> **TASK BRIEF**:
Copy the records word for word, starting at the line that contains "the metal bolt" and ending at the last line of the records.

> **RECORDS**:
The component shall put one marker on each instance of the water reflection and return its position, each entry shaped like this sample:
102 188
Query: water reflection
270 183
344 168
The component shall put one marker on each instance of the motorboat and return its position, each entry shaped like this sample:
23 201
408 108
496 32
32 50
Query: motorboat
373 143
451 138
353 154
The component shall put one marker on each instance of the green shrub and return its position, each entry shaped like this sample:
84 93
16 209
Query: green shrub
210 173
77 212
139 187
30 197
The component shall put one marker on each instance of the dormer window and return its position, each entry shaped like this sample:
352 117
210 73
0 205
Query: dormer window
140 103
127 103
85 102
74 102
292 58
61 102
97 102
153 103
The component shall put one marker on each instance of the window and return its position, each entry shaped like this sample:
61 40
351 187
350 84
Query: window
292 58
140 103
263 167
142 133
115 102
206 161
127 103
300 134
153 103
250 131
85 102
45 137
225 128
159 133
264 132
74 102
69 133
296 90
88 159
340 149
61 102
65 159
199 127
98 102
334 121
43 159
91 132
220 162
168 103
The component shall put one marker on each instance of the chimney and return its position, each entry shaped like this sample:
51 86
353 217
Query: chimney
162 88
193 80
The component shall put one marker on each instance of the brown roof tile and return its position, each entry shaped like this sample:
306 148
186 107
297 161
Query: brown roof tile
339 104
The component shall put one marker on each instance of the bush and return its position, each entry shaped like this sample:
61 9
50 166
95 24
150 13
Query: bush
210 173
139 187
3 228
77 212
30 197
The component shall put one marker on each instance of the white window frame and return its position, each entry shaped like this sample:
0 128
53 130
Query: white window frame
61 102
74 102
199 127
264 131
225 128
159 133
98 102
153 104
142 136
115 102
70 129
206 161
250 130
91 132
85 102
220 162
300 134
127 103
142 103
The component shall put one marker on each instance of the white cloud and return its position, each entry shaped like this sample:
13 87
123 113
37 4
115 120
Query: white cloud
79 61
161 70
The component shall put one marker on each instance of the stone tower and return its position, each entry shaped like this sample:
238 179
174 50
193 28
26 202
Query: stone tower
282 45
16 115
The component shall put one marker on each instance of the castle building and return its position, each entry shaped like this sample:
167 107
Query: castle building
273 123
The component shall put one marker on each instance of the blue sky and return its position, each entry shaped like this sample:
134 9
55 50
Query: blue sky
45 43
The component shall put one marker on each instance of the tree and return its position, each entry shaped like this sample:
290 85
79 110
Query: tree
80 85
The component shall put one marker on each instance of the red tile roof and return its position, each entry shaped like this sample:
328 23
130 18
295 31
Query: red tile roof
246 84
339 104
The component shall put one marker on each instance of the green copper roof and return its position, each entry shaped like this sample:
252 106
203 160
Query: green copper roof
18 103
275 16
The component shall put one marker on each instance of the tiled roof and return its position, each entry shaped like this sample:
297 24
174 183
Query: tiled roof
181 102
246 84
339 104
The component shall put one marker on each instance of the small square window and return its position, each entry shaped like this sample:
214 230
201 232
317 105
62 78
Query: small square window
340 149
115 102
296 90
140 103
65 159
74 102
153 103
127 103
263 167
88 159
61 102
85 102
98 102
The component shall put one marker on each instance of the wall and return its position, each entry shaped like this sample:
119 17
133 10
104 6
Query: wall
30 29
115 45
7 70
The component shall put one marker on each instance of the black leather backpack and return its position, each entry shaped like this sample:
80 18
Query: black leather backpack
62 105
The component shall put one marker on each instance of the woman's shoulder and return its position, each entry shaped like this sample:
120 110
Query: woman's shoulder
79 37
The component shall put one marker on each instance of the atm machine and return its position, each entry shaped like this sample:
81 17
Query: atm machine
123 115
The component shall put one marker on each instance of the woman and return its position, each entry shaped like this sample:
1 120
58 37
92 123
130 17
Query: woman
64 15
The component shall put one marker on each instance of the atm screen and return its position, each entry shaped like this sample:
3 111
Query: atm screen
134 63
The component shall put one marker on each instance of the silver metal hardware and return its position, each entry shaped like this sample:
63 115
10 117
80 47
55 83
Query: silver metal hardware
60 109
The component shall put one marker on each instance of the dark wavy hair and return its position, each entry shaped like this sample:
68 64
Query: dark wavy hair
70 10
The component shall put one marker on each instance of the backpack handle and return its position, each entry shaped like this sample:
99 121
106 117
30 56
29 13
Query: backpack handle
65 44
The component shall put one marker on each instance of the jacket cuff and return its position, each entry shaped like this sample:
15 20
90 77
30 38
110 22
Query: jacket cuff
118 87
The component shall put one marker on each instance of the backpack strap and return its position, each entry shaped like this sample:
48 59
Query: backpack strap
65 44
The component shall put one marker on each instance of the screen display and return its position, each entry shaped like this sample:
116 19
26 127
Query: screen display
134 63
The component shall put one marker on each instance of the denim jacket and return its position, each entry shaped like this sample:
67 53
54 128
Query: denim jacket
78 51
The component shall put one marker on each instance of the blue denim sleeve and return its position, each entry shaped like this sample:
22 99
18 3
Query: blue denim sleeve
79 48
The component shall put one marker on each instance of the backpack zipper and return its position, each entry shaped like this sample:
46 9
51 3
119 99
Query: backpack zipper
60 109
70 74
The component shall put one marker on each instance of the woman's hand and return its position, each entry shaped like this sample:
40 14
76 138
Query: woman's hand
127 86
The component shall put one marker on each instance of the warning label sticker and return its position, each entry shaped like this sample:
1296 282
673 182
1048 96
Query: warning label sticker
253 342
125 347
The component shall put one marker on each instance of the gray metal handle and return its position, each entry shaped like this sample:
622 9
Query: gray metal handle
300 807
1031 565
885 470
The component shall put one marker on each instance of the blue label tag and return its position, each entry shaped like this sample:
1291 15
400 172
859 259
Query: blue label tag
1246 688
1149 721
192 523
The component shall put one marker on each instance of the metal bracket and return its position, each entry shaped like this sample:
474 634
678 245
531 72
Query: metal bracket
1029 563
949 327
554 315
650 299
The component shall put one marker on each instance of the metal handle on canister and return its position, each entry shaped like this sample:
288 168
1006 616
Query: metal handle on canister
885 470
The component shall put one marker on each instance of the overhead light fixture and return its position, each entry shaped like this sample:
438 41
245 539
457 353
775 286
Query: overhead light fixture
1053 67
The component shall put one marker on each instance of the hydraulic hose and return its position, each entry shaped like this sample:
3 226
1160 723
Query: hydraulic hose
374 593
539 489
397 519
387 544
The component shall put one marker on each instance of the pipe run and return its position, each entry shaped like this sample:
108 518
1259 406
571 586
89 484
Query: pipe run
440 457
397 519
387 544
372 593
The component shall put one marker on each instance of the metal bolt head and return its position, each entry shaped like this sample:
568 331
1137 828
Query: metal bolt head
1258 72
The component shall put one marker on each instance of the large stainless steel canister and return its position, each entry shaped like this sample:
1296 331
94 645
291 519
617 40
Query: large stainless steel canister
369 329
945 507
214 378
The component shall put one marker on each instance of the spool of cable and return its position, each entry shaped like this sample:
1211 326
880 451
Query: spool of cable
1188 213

> **THE COMPLETED TASK**:
The component shall put one marker on each instance of the metal bolt head and return its position, each entry shaped like this sample:
568 331
1137 828
Query: metal bolt head
1258 72
The component shall put one marker on each instance of the large stainless steel canister and return its position, each entry shaped like this sample:
1296 331
94 645
291 519
617 40
Query: large stainless steel canister
369 329
945 507
214 378
The component shall put one marker on each instance of the spool of cable and return its position, each entry shaped like this sample:
1211 326
880 451
Query: spool of cable
1188 213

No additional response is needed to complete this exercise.